The problem ->
List every line in the entries below that contains the word "building", copying each line in full.

** BEGIN Task material **

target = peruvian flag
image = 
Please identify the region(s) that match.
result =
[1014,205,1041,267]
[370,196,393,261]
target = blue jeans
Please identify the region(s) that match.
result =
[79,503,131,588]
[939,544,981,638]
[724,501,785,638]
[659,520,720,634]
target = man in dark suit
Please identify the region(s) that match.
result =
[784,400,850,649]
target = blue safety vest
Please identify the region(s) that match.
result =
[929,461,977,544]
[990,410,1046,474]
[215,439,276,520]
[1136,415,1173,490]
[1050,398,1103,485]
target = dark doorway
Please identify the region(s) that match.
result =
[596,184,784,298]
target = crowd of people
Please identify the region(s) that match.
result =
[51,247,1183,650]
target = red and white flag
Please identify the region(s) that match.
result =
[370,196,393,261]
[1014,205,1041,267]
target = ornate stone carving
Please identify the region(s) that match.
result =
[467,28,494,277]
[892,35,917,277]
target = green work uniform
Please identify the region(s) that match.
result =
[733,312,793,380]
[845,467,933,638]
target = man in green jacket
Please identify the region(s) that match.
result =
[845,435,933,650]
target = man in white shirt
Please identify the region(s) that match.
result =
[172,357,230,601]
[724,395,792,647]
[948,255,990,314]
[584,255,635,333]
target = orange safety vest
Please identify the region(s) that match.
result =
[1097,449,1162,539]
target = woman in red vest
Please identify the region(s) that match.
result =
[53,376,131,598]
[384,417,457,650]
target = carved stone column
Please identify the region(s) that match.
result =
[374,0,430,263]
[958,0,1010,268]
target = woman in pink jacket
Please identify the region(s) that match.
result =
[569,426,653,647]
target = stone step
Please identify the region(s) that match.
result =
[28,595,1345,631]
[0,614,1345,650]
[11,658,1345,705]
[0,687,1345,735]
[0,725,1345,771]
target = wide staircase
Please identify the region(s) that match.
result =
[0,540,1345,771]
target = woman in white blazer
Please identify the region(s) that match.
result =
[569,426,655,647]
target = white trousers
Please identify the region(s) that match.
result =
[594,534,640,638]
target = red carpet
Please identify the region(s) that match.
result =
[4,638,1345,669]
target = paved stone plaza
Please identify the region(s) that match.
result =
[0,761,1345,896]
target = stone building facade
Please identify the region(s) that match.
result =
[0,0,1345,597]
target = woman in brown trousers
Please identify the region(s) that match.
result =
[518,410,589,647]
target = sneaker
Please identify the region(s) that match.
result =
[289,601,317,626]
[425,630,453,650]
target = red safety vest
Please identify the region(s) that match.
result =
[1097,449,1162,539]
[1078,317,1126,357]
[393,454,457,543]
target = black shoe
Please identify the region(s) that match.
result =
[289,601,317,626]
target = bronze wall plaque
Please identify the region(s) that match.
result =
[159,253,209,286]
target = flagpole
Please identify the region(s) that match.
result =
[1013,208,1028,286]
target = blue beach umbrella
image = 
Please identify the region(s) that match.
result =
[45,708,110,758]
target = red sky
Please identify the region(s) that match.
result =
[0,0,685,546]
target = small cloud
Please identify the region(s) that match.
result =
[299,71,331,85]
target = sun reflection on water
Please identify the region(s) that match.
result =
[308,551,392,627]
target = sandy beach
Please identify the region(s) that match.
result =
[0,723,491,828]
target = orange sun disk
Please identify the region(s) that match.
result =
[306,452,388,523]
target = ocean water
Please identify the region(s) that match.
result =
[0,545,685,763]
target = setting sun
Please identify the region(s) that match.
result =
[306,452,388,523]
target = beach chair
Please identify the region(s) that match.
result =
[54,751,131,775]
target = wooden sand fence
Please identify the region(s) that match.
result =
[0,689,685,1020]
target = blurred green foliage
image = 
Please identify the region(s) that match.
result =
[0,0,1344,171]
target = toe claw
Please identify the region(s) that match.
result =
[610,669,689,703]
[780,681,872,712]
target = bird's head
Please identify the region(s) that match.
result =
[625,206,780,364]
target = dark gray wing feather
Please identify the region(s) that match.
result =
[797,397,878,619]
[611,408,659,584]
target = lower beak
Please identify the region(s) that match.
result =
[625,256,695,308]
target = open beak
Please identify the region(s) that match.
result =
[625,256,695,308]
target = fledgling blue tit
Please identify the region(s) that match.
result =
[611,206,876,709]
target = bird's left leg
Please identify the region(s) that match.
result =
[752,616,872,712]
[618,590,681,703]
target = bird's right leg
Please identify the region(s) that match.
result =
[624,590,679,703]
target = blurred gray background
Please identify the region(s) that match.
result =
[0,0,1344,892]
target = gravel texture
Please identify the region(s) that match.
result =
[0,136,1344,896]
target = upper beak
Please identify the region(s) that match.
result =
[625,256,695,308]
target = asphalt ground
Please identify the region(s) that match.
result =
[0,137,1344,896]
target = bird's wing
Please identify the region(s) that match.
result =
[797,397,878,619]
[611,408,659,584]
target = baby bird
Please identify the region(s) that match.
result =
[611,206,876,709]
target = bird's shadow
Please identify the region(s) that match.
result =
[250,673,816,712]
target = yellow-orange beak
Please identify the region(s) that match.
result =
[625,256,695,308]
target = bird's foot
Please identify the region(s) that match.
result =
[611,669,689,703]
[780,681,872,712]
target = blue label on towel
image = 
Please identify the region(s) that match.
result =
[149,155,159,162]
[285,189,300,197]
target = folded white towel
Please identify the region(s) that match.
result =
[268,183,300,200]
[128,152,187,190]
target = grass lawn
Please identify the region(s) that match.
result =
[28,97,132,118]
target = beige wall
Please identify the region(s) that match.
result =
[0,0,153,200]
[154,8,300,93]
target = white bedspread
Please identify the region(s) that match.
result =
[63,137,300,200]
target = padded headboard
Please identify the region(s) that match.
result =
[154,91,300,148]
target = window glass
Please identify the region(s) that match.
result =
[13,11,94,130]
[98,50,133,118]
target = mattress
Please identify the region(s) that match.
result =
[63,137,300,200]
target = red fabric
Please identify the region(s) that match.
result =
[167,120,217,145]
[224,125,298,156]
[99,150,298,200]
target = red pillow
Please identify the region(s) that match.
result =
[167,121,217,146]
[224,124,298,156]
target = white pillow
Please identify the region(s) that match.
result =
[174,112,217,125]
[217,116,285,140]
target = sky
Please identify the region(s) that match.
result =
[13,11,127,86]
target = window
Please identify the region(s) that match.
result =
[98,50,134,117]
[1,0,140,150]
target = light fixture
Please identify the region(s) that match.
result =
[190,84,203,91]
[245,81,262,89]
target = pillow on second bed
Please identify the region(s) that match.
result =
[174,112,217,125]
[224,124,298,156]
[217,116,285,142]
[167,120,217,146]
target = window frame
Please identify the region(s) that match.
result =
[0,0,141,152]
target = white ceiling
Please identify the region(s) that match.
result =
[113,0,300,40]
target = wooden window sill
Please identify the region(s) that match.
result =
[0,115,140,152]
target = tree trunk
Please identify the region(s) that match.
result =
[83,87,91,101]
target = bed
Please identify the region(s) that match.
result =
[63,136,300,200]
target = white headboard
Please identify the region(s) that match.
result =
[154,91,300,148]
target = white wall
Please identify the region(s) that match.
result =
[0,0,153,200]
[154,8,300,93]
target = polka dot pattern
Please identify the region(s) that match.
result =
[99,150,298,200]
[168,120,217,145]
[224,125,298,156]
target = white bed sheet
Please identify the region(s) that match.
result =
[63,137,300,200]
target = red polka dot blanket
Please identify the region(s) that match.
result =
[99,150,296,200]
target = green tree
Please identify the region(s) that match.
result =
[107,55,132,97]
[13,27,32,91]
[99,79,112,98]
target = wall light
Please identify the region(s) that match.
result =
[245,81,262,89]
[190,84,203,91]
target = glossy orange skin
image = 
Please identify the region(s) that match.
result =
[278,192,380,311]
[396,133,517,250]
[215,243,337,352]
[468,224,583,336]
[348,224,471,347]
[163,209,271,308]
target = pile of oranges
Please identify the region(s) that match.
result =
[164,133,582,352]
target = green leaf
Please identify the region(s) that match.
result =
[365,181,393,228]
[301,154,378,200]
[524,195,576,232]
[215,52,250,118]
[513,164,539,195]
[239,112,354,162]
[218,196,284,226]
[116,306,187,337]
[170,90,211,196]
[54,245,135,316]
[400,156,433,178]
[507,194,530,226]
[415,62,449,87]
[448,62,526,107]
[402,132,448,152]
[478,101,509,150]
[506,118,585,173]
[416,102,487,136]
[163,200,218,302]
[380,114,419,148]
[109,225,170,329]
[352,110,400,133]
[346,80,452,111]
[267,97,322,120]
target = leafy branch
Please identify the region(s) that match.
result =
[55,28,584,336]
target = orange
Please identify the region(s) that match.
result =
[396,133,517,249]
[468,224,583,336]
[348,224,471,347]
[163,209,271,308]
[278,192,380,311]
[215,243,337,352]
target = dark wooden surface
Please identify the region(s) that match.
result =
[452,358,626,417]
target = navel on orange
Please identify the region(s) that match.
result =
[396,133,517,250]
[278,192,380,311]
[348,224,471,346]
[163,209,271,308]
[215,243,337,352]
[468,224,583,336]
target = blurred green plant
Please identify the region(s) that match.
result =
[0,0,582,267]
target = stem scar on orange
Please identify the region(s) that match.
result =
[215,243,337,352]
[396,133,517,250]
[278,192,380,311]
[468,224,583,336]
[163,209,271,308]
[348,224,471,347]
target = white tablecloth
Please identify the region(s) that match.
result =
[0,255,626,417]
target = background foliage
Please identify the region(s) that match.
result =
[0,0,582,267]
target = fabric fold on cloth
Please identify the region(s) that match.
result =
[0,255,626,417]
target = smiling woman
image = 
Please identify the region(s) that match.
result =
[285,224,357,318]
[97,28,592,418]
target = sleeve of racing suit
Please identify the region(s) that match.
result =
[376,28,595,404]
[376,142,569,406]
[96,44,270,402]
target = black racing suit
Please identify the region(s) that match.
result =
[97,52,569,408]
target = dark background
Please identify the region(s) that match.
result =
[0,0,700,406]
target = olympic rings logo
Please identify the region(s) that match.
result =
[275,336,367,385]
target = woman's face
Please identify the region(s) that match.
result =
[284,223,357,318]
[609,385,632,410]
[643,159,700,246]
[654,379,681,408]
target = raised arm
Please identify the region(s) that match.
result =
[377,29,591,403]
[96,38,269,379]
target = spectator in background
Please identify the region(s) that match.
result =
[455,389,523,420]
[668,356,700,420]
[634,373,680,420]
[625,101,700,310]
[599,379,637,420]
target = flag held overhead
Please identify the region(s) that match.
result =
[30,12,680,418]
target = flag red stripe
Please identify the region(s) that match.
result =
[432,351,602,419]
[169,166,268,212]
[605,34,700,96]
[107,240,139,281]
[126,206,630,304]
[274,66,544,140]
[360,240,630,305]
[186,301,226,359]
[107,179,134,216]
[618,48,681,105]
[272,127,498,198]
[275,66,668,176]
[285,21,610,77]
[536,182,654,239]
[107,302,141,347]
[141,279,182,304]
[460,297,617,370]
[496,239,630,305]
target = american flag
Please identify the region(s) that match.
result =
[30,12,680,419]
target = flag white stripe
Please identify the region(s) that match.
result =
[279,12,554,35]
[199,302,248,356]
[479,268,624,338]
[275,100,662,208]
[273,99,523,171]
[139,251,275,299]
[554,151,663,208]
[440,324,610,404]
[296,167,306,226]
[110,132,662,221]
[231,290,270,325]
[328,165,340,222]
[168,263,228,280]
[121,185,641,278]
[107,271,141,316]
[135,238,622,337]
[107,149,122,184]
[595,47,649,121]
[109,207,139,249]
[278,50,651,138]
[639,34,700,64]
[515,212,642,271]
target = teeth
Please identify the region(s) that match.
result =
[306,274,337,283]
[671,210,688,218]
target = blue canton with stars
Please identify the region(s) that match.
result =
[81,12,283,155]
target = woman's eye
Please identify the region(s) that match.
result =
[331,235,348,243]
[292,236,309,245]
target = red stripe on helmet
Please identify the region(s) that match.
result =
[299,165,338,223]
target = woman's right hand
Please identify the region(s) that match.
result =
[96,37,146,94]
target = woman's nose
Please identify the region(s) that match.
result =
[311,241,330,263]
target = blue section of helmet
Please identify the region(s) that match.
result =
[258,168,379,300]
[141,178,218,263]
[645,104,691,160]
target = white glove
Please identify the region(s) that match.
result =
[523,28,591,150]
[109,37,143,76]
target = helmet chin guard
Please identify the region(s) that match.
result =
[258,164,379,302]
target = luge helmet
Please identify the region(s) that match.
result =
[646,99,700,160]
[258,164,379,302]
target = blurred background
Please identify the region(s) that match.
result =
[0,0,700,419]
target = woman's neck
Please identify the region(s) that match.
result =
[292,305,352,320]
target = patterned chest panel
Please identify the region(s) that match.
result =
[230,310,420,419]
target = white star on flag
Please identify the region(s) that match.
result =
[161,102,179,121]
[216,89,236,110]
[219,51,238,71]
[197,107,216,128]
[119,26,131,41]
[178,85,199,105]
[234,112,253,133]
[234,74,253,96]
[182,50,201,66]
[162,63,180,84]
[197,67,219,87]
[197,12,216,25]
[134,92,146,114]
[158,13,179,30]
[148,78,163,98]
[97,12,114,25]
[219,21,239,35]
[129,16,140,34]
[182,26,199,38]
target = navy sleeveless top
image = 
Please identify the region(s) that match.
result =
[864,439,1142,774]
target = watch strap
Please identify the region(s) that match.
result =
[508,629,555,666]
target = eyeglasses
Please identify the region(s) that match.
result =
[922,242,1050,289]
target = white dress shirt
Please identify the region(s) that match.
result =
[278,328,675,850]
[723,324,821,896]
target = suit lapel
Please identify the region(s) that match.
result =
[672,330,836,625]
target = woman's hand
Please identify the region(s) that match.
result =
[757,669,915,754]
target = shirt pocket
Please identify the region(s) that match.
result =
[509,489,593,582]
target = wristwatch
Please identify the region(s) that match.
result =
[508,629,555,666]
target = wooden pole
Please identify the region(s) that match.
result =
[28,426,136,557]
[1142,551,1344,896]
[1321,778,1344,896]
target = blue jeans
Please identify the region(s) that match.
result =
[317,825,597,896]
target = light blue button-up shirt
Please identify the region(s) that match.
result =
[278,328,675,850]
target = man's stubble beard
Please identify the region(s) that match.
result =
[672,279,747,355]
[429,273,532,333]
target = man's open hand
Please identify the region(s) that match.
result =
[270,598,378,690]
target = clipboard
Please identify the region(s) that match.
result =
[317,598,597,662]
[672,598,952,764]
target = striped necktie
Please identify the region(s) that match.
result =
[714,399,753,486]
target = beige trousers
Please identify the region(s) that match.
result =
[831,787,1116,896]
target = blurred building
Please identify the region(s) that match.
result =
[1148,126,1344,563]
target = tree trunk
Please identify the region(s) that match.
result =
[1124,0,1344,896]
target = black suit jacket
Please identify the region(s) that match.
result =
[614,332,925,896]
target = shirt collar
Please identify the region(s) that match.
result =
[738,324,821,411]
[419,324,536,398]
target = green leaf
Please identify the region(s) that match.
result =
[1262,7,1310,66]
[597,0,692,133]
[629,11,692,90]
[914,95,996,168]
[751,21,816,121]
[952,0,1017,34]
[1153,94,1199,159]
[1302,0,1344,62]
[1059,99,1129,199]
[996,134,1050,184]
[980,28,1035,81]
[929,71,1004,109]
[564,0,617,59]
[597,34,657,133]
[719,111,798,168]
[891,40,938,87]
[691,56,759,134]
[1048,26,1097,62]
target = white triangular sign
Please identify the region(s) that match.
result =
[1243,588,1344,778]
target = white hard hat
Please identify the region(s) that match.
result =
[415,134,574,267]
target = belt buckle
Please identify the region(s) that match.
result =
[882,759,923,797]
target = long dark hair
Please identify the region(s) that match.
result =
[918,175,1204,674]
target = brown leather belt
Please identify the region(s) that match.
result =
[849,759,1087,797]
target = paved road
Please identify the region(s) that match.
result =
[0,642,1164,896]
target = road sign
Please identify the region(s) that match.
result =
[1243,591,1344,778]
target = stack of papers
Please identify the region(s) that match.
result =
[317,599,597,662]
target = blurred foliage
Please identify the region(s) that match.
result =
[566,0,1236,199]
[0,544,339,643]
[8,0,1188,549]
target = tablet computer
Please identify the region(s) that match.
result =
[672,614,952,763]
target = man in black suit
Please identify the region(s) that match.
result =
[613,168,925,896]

** END Task material **

Exercise solution ->
target = stone building facade
target = blurred building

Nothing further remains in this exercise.